### Extracto de página
------

Mundo es la operación que abre el sentido, el marco de legalidad en el que
acontecen las relaciones entre sujeto y obra de arte, y la tierra es al mismo
tiempo el espacio de retirada, de emergencia y resistencia no forzada de la
obra, que ancla y fija el sentido. Entre tierra y mundo hay una mutua dependencia,
un combate sin fin que no puede llamarse dialéctico por la imposibilidad de
síntesis, de Aufhebung. En definitiva, Heidegger, para explicar la relación,
afirma que la obra de arte erige un
mundo y trae aquí la tierra.
Este combate
entre mundo y tierra ya está dado en el origen, pero el artista lo trae hacia
delante, saca lo presente de su desocultamiento. Heidegger acabará trazando un
paralelismo hermenéutico entre habla y arte, cuando afirma que el arte es la
llamada, la poesía del acontecimiento por el que las cosas llegan a su ser
propio. El carácter fundacional del arte es para Heidegger lo esencial: la esencia del poema es la fundación de la
verdad. Aquí fundación es entendido en tres sentidos: como donar (gratuidad
transgresora de todo ajuste), como fundamentar (ser soporte de un mundo) y como
comenzar (una irrupción, un salto original). El hecho de establecer un sentido
(traer ese sentido) está en el propio carácter del lenguaje (originalmente
poesía), y nos interpela continuamente. Es el sujeto el que responde a esta
interpelación al convertirse en lector, en espectador de la obra de arte.

------

### Registros de datos
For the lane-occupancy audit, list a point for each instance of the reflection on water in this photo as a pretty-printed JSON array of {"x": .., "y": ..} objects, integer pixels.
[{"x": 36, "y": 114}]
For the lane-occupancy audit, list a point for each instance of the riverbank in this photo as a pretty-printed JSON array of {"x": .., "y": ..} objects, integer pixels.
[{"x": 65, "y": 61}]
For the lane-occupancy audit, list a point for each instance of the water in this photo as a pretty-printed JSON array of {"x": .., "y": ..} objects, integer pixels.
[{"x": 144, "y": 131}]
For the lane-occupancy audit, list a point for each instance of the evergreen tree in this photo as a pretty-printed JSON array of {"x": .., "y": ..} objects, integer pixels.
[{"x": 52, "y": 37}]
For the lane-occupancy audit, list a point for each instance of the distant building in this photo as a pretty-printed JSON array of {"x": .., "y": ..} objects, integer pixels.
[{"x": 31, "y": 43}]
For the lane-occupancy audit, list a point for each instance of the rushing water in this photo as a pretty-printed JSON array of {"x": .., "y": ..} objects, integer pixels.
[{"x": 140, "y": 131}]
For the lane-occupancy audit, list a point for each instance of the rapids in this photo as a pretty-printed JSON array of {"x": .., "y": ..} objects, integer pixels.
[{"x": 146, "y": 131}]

------

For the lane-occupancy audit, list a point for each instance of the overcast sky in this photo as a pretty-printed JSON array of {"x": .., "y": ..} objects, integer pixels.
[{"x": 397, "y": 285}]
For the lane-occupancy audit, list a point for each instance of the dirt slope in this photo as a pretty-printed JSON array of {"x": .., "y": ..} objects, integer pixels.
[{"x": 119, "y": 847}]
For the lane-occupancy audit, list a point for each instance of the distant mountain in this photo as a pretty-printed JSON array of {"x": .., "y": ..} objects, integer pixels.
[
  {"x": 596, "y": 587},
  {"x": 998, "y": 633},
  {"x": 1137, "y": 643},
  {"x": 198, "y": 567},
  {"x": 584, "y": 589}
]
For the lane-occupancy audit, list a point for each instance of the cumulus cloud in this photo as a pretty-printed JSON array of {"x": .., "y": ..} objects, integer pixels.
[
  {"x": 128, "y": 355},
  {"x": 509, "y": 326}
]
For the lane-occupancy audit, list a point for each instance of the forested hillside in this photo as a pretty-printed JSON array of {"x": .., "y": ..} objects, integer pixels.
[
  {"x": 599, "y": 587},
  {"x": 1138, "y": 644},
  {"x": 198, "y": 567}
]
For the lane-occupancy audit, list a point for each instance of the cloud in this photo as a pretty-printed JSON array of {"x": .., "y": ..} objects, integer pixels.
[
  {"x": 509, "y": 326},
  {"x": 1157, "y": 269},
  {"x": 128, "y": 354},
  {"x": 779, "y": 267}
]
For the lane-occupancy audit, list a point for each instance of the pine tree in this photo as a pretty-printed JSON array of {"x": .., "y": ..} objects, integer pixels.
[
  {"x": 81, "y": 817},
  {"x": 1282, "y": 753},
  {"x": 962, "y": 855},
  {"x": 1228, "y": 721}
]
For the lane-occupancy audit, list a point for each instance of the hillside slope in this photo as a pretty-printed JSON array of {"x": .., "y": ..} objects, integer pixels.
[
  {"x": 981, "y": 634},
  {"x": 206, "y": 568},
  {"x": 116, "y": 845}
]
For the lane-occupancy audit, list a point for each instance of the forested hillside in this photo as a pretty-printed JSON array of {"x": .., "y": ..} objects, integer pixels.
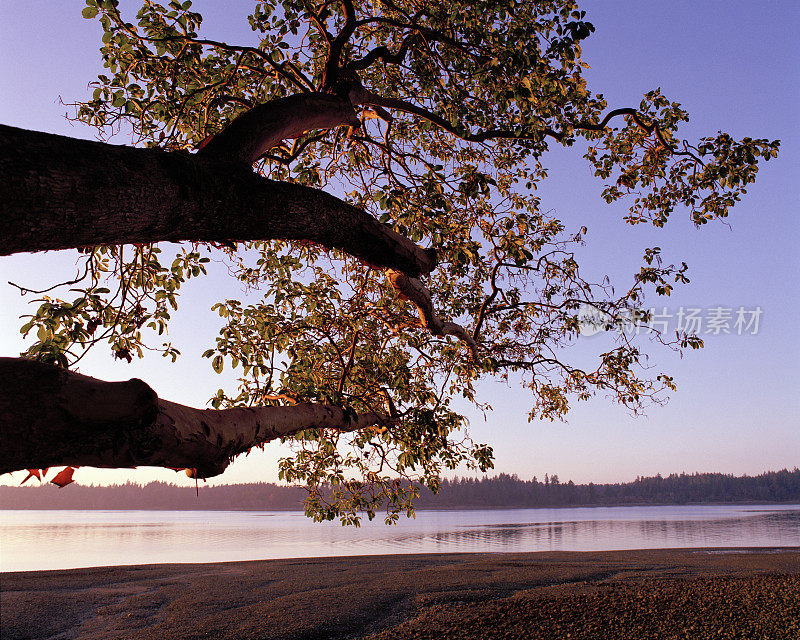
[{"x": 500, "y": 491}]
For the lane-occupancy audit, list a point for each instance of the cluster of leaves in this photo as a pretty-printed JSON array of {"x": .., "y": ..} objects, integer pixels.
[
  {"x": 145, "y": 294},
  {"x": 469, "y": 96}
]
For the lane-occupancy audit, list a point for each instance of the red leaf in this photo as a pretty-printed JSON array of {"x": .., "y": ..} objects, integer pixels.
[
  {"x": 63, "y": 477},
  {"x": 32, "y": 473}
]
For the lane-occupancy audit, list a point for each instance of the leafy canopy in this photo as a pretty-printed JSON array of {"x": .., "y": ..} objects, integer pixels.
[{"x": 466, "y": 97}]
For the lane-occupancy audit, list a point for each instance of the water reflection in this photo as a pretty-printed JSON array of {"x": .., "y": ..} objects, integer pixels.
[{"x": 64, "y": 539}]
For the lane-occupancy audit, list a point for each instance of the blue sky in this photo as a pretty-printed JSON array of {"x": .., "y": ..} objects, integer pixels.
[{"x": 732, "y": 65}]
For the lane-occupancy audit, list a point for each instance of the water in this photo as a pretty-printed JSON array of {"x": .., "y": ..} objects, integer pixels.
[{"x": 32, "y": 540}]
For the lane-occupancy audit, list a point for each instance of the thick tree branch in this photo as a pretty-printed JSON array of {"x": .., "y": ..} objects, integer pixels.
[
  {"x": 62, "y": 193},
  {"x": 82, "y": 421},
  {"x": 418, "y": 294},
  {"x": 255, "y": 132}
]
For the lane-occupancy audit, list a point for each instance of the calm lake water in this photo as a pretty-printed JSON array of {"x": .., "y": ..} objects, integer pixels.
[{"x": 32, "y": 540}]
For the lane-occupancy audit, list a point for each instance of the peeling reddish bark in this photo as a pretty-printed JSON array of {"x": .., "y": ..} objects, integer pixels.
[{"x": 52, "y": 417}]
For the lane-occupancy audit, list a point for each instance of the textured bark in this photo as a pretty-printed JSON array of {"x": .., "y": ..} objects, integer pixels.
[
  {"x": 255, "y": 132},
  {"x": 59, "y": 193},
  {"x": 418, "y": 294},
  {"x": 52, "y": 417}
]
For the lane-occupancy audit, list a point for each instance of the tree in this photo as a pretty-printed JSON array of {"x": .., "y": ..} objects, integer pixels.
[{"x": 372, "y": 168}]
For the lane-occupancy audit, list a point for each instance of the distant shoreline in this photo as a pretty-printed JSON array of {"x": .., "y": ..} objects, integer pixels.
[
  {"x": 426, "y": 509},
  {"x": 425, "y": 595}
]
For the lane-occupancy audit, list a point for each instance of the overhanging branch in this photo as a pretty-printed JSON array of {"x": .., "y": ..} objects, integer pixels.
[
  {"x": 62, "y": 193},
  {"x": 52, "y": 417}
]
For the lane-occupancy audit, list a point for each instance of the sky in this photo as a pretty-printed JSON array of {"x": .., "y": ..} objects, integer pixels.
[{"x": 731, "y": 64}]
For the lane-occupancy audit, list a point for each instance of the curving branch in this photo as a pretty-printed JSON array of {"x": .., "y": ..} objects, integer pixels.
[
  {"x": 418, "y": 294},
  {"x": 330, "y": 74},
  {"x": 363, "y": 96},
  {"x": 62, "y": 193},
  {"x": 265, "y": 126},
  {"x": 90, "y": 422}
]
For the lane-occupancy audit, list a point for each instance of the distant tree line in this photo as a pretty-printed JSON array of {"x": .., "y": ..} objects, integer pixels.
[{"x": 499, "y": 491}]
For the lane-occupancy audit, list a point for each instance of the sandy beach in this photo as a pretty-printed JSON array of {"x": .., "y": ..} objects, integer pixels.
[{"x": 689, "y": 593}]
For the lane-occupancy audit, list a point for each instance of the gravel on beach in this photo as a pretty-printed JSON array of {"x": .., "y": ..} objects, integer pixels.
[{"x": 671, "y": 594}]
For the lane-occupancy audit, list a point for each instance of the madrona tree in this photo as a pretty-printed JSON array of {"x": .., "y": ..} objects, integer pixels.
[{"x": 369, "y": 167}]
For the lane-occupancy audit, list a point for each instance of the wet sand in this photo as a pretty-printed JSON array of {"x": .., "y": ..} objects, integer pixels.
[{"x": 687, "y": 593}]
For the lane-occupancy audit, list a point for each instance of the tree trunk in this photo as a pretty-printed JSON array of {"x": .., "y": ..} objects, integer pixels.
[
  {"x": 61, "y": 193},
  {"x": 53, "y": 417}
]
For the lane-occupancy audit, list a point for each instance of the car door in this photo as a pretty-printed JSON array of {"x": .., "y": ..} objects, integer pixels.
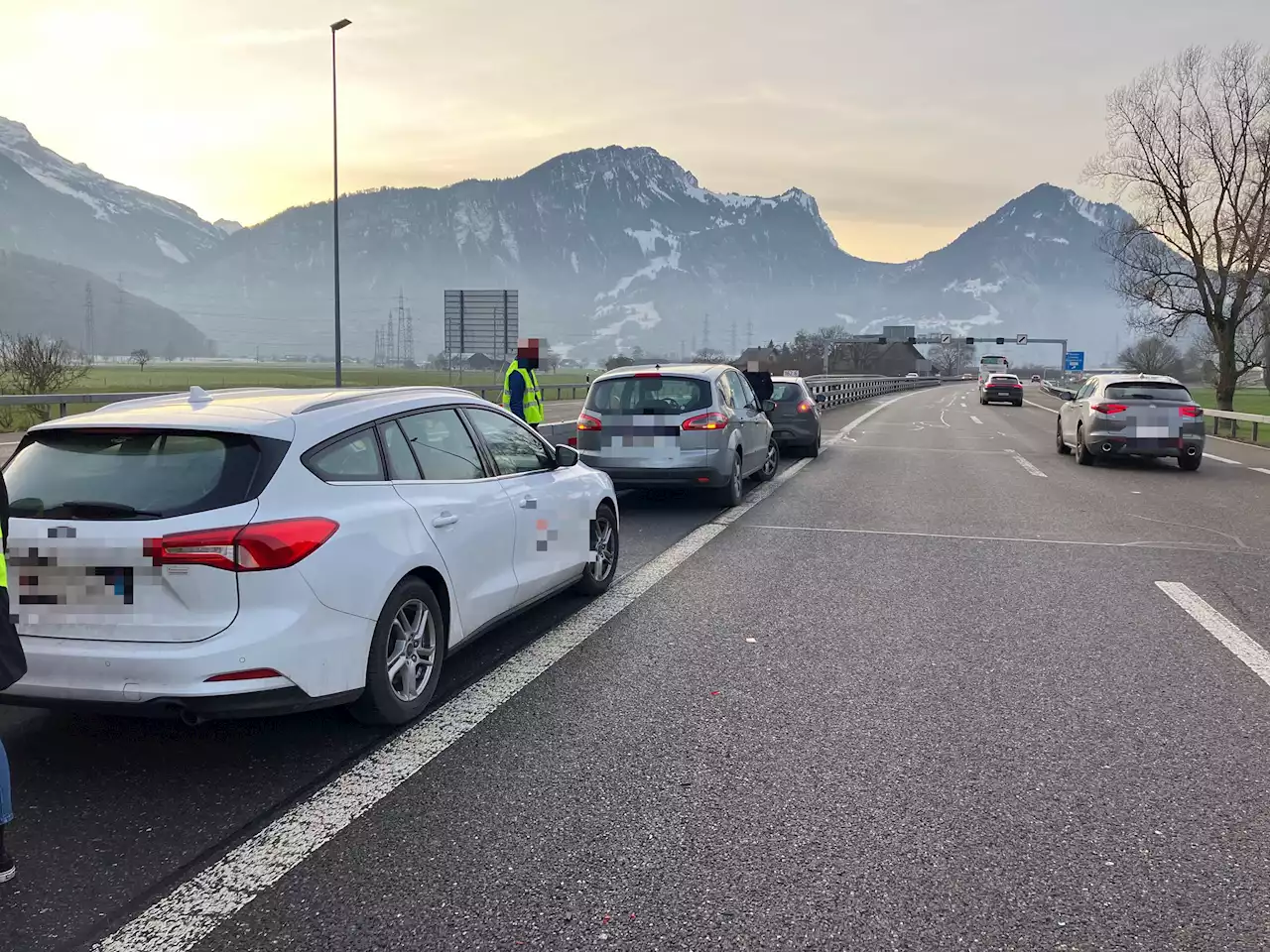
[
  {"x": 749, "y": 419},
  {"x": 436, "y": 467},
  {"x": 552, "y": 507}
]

------

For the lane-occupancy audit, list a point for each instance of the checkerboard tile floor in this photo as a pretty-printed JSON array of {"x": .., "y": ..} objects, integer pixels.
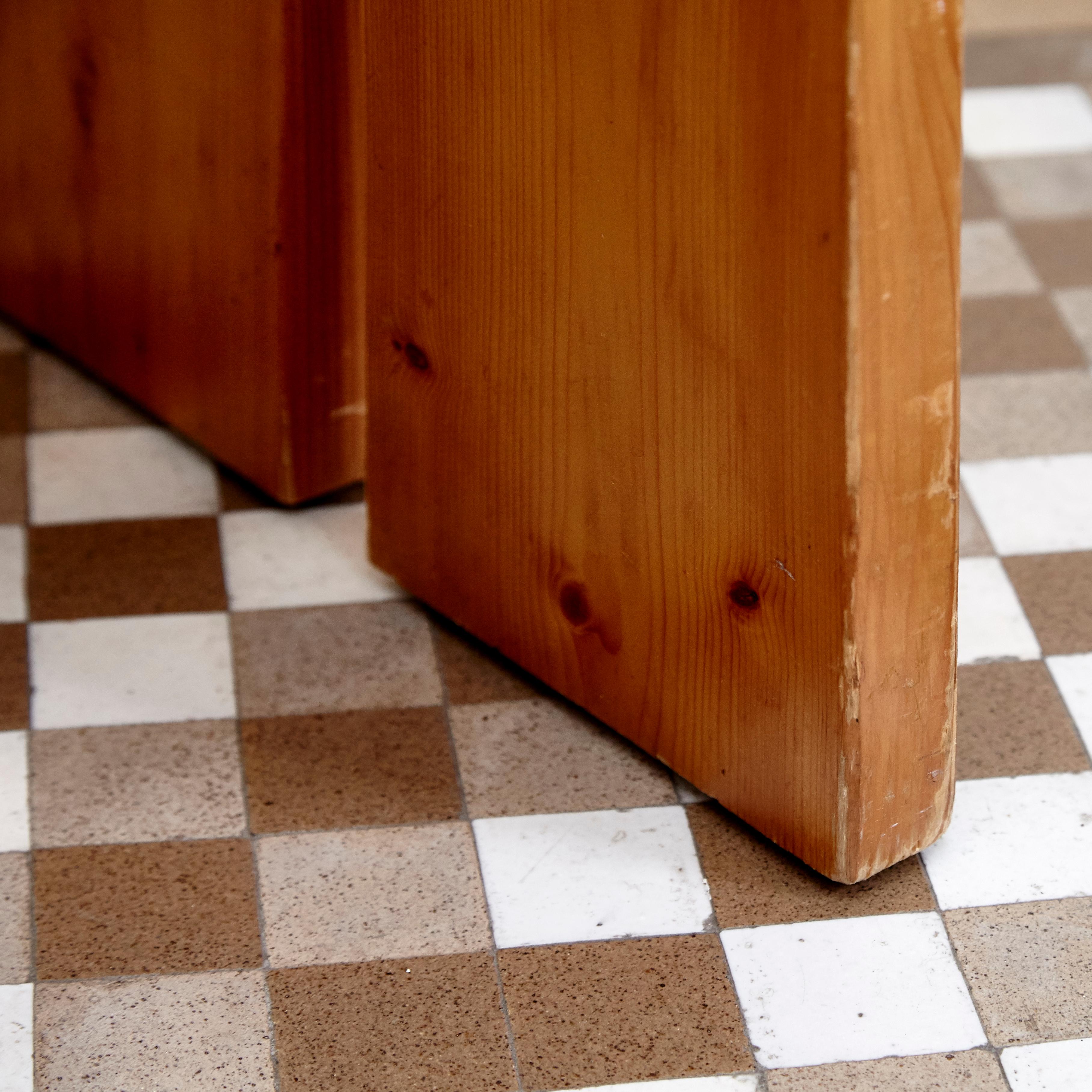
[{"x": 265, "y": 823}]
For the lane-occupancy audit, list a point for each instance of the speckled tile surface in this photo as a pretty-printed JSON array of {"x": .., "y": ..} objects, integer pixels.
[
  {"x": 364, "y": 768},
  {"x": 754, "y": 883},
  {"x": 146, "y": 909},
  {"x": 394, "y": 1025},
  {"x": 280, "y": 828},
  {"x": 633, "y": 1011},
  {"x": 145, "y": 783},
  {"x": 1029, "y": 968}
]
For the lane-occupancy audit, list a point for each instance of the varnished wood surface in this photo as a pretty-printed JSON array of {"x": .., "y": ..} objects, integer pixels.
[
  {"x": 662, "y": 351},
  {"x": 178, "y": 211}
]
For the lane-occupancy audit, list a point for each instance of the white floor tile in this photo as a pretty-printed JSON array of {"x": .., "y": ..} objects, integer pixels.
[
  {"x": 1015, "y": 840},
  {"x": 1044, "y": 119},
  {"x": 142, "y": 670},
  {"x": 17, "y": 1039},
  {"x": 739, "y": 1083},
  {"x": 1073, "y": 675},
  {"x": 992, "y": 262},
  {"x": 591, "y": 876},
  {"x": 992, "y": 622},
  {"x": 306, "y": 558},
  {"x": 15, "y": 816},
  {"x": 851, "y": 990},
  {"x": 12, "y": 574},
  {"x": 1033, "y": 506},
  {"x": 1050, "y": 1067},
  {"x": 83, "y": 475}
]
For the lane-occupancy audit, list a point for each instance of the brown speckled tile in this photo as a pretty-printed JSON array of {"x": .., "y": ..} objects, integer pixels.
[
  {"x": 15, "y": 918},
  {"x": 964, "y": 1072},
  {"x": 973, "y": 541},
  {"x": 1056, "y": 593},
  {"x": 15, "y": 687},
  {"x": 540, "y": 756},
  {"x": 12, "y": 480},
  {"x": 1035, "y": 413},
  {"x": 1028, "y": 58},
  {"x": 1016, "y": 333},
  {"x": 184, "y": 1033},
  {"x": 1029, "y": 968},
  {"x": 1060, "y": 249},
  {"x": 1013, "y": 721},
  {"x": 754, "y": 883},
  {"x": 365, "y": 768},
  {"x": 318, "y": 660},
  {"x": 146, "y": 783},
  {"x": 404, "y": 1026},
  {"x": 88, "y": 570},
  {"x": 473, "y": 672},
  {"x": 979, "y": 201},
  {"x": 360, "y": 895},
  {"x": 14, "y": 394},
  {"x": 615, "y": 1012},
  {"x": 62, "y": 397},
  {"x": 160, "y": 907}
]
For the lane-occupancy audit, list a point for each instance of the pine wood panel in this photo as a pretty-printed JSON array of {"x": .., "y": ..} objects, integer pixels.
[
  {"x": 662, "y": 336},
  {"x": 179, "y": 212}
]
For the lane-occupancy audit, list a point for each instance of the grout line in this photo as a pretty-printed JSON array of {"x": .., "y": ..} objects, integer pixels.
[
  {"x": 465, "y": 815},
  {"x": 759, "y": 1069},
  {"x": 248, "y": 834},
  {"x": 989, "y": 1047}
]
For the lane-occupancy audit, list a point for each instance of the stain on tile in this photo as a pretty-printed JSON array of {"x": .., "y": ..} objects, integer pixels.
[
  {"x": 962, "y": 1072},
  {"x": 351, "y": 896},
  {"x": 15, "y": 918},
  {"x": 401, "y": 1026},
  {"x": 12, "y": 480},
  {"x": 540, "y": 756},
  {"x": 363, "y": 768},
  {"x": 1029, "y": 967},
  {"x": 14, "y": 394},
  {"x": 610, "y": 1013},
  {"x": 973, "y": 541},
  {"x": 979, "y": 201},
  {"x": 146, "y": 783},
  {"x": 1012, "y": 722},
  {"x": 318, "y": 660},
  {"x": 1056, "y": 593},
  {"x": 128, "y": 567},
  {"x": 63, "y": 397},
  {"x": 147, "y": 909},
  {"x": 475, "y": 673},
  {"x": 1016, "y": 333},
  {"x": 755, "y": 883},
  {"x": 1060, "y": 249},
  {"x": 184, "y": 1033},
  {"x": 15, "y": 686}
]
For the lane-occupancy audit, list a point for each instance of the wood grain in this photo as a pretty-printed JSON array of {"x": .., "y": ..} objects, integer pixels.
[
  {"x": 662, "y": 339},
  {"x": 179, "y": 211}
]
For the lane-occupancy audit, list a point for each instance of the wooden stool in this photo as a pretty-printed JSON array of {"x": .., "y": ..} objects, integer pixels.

------

### Consigna dada
Retoma el extracto sobre la obra de arte en Heidegger y continúalo a partir de su última oración.

### Respuesta al ejercicio
La propia
fragmentación está ya en el origen (recordemos el papel del azar, la tirada de
dados en Nietzsche), y de ese azar surge la visión de un acontecer necesaria y
eternamente, bajo la forma del eterno retorno. La técnica como sustrato
instrumental de supervivencia se ha desarrollado a tal nivel que se ha tornado
una segunda naturaleza, y amenaza al argumento, al contenido cultural, a este
espacio de legalidad que constituye el mundo. En el espacio moderno de la
técnica y de la reproducción, la obra de arte es vista como un elemento
perteneciente, en palabras de Hegel, al pasado. Esta es incapaz de producir un
objeto de culto, sino que sólo produce mercancías. El sacerdote es sustituido
por el mercader, y no hay muchas esperanzas de que este cambio pueda ser
revertido. El viejo mundo muere y el nuevo tarda en nacer, y Heidegger es uno
de los últimos intentos de “echar a los mercaderes del templo”, de recuperar el
origen del arte verdadero. Heidegger coge los pedazos del viejo disco roto y
los intenta unir para que la melodía vuelva a sonar. Ortega y Gasset, en La deshumanización del arte, cerrará los
ojos para olvidar que el disco está roto y seguirá tarareando mentalmente la
melodía mientras sigue un ritmo chasqueando los dedos.
El
viejo disco se ha detenido. La búsqueda de la mayor autenticidad.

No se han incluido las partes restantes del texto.